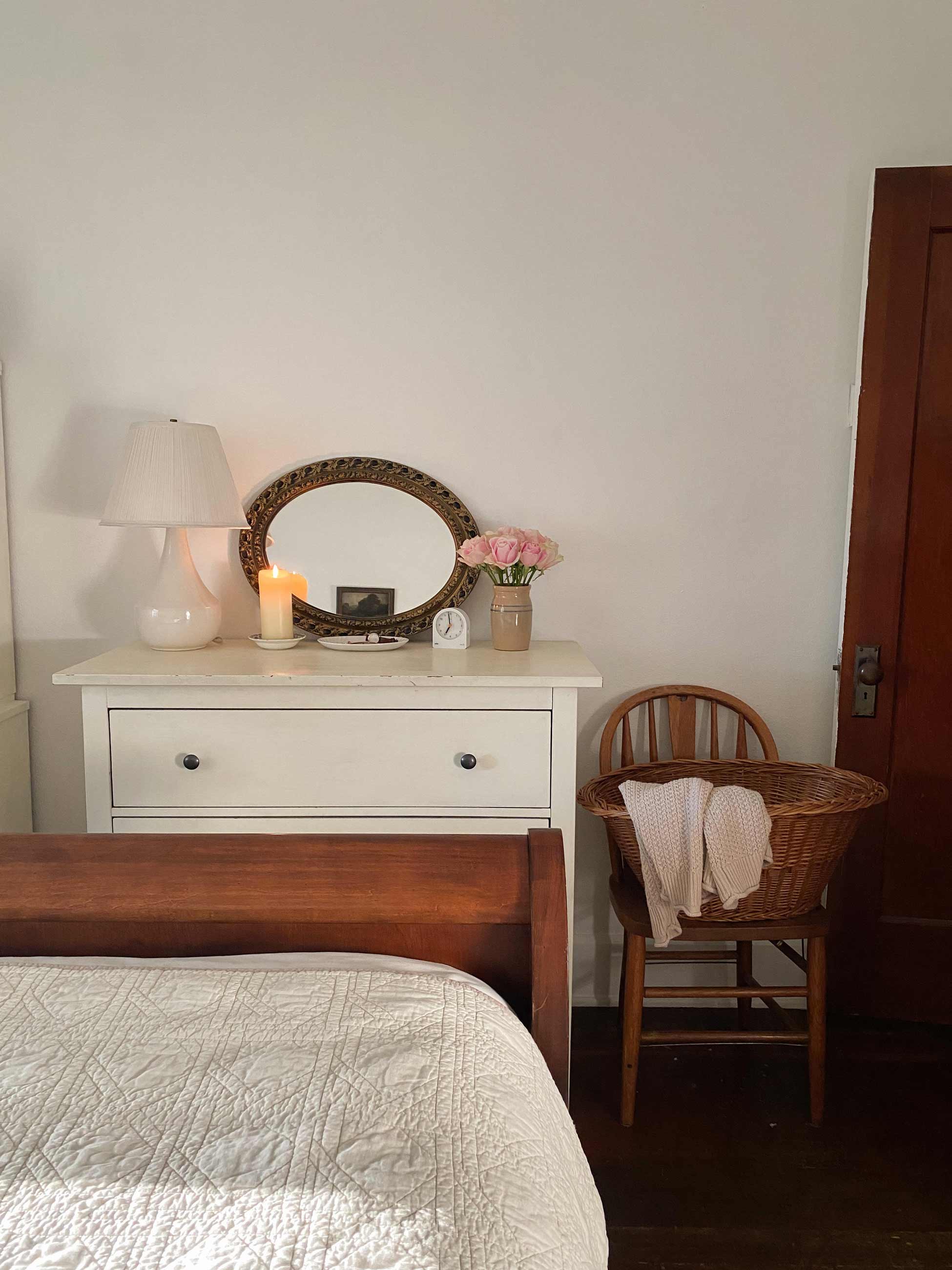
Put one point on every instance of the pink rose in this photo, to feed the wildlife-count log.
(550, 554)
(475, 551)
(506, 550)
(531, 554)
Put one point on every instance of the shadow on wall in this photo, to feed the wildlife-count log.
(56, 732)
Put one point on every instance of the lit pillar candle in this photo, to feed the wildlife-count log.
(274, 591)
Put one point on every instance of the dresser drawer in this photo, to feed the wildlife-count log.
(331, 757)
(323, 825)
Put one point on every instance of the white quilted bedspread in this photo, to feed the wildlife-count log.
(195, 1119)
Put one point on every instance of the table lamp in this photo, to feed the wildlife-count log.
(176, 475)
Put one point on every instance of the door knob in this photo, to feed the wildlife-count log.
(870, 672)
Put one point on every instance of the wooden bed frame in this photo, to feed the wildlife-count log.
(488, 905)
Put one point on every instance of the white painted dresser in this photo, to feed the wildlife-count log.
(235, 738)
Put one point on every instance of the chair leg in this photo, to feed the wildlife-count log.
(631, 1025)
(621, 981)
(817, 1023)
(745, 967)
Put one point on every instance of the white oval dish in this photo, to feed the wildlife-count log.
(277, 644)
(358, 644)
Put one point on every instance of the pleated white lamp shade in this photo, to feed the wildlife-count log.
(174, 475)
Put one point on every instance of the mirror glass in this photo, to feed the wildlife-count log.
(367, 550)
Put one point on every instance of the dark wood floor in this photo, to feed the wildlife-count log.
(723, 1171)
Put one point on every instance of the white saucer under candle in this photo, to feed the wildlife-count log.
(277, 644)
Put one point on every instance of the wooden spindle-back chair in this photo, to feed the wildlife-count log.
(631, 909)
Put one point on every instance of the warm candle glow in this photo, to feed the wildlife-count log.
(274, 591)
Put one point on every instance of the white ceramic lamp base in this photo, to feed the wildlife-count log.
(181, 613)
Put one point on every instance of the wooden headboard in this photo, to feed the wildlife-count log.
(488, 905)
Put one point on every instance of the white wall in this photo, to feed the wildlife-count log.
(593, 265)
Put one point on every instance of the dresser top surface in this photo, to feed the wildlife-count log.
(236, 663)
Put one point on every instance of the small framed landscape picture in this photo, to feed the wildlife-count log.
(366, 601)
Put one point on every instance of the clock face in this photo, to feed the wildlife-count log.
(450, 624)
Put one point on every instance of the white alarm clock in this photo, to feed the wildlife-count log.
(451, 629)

## Task directions
Rewrite the part of the records that opens with the line containing "Put one point on every instance of the wooden headboard" and closes with the last line of the records, including both ends. Leave each request unchanged, multiply every coordinate in the answers by 1.05, round each result to a whole number with halves rounded up, and return only these lines.

## Solution
Put one point on every instance of the wooden headboard in this photo, to feed the wildlife-count log.
(512, 950)
Put one point on every instance of the white wall in this photo, to feed the wildlife-count log.
(623, 278)
Put one point on every instance of the dresser top surface in this photo, to feed the wildlife-count log.
(248, 696)
Put one point on every instance of the small framed landscape picture in this photo, to feed the wildlife-count log.
(384, 631)
Put one point on every instance of the clock face in this photo, to feed the wildlife-count log.
(473, 655)
Put one point on every instance of the white alarm clock in this photo, to feed the wildlife-count log.
(474, 660)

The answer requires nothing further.